◆ What to do: Exactly reproduce the lines from the line that has "In this exercise you will label the dense" down to the last line of the entries, inclusive.

◆ Stored data:

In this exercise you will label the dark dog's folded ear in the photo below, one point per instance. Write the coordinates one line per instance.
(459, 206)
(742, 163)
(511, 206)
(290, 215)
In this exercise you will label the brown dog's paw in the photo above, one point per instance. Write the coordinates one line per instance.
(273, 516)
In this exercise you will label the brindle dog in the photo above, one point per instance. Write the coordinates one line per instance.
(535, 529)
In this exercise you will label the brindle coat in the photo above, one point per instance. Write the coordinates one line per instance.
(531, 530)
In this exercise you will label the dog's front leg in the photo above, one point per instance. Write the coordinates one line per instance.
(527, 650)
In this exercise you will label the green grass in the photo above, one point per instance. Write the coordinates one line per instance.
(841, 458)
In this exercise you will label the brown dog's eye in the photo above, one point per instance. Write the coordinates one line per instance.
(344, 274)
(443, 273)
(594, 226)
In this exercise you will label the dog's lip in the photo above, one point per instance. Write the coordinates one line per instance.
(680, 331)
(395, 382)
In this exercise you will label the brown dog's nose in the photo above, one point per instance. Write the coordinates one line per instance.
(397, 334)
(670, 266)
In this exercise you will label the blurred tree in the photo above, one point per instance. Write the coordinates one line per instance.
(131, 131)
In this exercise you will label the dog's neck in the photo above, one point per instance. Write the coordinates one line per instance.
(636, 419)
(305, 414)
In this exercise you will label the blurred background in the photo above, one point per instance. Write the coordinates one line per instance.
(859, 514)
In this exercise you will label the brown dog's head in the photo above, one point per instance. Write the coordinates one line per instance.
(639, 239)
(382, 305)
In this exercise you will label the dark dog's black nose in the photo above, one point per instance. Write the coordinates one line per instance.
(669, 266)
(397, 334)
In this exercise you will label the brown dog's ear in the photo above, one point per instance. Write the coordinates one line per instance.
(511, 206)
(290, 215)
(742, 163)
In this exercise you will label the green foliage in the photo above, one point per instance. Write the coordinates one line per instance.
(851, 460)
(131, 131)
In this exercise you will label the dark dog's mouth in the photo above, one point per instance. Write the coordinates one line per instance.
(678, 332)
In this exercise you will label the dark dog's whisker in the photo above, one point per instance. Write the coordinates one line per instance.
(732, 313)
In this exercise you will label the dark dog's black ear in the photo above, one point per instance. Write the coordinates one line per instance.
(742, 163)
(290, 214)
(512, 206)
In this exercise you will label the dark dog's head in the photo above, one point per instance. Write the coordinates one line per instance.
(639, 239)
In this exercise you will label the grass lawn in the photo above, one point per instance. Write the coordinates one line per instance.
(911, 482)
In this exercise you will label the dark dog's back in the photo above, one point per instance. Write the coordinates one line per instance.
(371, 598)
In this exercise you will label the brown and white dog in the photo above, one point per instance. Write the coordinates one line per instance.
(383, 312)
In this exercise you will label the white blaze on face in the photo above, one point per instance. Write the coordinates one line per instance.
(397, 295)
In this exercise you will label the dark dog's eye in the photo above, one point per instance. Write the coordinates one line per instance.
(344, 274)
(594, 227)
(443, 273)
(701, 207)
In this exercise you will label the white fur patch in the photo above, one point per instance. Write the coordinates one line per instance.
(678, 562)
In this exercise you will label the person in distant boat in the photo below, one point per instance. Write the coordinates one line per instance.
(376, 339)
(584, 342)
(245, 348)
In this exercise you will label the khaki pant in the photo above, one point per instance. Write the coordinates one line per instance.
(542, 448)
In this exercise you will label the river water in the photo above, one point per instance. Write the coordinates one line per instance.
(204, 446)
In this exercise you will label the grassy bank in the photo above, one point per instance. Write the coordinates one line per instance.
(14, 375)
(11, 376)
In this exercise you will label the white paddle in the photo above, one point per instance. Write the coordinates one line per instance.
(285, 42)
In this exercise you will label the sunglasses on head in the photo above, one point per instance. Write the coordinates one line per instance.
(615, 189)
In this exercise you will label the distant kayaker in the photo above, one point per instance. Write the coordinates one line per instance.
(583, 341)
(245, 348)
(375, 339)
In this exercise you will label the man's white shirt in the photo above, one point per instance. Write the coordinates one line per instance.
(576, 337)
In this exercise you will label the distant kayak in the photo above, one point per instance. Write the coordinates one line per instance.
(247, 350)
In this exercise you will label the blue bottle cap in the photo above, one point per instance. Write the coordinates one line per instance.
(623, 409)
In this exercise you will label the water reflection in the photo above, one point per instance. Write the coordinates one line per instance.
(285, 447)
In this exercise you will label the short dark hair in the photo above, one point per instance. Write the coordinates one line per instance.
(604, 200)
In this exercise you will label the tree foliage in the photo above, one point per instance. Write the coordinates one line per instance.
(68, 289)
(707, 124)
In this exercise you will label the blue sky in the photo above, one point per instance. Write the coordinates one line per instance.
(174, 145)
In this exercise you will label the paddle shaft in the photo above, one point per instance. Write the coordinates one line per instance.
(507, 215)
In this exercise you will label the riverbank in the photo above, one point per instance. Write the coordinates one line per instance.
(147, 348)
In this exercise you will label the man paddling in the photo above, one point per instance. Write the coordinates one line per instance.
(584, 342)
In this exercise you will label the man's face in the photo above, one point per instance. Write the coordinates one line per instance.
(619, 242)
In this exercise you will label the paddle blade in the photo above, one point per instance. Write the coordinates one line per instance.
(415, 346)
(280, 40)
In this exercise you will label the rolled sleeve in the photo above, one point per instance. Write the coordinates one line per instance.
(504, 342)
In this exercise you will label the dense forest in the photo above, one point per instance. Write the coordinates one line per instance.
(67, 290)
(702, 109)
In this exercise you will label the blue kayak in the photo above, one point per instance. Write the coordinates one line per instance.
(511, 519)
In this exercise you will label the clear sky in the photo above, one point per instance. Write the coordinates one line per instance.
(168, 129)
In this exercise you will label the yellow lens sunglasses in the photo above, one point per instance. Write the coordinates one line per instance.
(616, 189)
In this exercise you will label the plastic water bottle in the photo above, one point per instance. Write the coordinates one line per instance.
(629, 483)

◆ Result:
In this exercise you will label the dense forest in the photo above, one point per instance. Write the coordinates one line per instance.
(67, 290)
(702, 109)
In this exercise you will label the blue kayak in the photo above, one point per instance. Write the coordinates one line per instance.
(511, 519)
In this exercise you will label the clear sky in the photo above, one point per instance. Write the coordinates one line per instance.
(168, 129)
In this exercise you will label the yellow lens sunglasses in the photo above, one point per instance. Write the coordinates one line per instance.
(616, 189)
In this exercise you will label the plastic water bottle in the photo above, one point per instance. Write the coordinates one line per instance.
(629, 483)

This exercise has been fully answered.